> **EXERCISE OBJECTIVE**
Rewrite the rows from the line with "Exam question 7: The image above contains the pale" to the line with "0 1 640 213", requests included, shifting every bounding-box coordinate in them up by 37. Give only those lines.
** Start of INPUT DATA **
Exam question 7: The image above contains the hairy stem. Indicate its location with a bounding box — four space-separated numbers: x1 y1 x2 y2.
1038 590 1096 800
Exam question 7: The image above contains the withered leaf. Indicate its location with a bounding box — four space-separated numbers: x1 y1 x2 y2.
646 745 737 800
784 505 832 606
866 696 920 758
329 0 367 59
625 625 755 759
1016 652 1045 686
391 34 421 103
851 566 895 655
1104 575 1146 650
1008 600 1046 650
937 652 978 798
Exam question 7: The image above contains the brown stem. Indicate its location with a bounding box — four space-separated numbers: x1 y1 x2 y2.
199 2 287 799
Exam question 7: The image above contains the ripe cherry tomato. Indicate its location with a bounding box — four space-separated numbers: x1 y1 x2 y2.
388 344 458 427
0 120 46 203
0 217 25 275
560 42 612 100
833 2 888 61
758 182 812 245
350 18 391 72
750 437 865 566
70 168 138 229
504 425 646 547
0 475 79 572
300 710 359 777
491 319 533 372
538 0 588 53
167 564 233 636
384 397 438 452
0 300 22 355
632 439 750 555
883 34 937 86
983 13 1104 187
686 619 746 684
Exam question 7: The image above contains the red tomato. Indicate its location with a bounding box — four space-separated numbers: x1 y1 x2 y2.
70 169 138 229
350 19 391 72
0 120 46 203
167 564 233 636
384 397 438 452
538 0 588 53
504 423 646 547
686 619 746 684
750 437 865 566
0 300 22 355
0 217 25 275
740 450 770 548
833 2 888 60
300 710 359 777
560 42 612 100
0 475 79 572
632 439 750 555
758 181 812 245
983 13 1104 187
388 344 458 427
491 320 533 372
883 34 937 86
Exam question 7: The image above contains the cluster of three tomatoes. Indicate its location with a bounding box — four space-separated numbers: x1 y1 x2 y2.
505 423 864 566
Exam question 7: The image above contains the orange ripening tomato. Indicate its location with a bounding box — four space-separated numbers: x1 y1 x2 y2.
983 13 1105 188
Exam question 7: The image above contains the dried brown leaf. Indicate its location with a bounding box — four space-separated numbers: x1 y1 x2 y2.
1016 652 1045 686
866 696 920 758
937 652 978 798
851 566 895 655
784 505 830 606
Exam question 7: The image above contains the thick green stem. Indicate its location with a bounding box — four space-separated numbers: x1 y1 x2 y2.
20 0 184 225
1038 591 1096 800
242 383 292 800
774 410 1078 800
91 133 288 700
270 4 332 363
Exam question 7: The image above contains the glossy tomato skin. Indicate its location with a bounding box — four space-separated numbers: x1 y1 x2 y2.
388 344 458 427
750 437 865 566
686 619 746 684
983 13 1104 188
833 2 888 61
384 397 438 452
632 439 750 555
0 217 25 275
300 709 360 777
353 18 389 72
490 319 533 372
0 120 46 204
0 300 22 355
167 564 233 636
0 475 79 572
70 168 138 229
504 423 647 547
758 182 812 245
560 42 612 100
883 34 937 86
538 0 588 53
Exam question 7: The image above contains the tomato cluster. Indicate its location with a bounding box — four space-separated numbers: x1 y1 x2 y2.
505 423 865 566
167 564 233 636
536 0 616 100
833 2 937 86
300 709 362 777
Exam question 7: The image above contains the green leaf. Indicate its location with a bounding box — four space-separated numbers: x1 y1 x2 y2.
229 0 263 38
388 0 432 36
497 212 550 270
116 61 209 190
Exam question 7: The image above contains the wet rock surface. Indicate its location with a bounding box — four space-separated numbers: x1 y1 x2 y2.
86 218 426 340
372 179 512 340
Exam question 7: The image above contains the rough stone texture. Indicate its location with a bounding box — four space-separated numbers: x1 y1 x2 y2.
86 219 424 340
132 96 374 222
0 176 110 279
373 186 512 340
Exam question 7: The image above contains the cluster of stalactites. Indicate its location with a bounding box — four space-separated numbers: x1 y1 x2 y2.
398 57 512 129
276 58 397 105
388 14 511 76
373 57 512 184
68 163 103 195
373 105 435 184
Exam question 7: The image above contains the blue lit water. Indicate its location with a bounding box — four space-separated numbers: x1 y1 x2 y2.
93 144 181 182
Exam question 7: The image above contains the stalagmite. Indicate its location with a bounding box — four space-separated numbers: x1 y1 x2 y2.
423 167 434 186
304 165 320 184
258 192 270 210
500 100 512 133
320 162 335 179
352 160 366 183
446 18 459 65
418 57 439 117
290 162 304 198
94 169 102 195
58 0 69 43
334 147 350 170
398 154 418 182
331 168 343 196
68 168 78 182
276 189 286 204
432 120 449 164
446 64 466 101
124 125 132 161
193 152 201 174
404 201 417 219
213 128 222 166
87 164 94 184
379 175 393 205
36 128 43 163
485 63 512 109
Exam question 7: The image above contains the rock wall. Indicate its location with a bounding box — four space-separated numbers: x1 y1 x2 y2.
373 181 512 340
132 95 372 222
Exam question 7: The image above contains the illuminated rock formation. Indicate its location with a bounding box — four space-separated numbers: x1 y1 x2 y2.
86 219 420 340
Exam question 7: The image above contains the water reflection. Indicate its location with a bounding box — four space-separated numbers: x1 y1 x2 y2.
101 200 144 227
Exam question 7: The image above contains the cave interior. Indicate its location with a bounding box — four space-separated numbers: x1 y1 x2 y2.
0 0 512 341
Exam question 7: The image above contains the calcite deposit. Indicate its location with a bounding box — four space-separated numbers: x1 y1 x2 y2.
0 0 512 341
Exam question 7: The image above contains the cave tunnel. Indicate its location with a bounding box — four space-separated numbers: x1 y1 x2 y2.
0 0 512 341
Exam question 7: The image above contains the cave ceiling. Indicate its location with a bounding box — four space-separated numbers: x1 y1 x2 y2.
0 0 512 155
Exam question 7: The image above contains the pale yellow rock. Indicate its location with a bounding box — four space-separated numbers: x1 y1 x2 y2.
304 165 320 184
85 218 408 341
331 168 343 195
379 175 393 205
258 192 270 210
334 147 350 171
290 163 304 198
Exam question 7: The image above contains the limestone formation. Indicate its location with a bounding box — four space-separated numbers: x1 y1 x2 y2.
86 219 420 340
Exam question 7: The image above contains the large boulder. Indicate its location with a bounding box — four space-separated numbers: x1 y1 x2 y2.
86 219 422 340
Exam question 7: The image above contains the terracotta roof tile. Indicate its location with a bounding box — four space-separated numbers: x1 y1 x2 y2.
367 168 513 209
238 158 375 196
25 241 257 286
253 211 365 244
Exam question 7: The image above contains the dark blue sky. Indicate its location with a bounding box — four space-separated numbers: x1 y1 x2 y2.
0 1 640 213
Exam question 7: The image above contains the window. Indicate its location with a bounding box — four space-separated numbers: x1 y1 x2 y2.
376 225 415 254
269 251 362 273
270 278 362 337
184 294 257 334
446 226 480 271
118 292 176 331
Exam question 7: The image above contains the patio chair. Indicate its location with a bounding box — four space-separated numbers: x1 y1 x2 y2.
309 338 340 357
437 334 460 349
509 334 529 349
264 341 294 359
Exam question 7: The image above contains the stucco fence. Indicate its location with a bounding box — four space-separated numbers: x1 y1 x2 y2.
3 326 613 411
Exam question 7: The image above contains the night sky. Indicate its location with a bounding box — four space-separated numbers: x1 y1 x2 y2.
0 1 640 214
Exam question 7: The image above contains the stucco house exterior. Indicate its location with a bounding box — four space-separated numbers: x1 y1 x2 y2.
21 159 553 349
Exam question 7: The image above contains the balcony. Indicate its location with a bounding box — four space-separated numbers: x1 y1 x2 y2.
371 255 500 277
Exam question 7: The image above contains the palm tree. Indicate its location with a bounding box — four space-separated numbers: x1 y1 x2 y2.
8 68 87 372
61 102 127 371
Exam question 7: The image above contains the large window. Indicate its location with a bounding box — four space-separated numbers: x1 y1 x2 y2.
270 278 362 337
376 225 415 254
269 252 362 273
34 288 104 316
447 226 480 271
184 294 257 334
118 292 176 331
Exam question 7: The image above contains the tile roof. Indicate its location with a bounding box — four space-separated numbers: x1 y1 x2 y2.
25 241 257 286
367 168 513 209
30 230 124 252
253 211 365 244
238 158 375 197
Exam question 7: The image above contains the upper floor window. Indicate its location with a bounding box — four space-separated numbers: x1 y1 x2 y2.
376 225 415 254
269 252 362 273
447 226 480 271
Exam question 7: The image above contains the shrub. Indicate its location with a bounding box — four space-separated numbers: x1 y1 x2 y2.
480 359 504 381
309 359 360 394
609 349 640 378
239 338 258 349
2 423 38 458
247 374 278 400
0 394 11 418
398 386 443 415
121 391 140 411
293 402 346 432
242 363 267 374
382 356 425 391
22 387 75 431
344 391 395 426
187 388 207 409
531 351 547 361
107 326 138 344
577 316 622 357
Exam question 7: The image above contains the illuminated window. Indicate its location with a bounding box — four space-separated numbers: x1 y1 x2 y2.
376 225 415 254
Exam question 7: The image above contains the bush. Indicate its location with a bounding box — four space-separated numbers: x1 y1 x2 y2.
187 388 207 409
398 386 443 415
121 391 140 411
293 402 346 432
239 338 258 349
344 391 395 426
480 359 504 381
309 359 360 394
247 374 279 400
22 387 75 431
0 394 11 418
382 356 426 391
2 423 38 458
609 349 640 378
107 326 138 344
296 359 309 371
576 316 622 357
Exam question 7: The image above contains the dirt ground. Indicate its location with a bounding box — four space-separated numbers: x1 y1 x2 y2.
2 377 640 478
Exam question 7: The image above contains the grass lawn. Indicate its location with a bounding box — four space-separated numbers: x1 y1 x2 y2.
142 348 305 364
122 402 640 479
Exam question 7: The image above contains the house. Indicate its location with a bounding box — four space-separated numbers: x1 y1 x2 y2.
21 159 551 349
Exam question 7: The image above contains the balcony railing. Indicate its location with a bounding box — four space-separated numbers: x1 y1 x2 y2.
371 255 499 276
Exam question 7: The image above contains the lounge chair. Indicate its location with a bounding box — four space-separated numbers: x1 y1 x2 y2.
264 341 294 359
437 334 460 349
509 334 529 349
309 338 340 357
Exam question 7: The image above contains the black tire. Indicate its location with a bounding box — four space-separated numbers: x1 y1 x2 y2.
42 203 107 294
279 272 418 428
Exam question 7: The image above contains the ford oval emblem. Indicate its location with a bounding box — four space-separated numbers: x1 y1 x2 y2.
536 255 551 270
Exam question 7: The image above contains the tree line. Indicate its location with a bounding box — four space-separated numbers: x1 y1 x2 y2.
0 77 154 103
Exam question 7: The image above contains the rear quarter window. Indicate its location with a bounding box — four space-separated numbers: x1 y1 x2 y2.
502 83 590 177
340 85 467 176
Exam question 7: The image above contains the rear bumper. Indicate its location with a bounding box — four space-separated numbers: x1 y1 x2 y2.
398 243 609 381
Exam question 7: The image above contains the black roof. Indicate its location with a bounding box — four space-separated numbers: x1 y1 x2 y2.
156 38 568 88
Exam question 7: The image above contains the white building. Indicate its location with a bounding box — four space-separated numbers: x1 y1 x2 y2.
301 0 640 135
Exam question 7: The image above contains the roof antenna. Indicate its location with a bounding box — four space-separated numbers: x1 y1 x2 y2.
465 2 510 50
** End of INPUT DATA **
> **SOLUTION TO THE EXERCISE**
Exam question 7: The image above contains the pale yellow rock. Indicate its location with a bounding box — four space-separated numbers: x1 y1 x2 y2.
341 202 357 221
122 255 445 378
368 205 380 232
416 212 430 242
295 229 307 247
371 184 387 208
327 200 341 235
Exam question 7: The image above contains the limestone formation. Indicate its location with a bounding box — four space-separated numbers: x1 y1 x2 y2.
123 256 457 377
Exam question 7: The image above contains the large boulder. Indicate its location with a bounding box — four space-separated numbers: x1 y1 x2 y2.
123 256 459 377
Exam question 7: The image above contains the terracotta roof tile. Indicate its location with a bounding box — four space-separated numbers: x1 y1 x2 y2.
404 205 550 246
275 195 412 233
62 278 294 323
290 248 402 281
Exam question 7: The image above contains the dark blue sky. Indicate its location with a bounding box — four space-separated numbers: x1 y1 x2 y2.
37 38 677 250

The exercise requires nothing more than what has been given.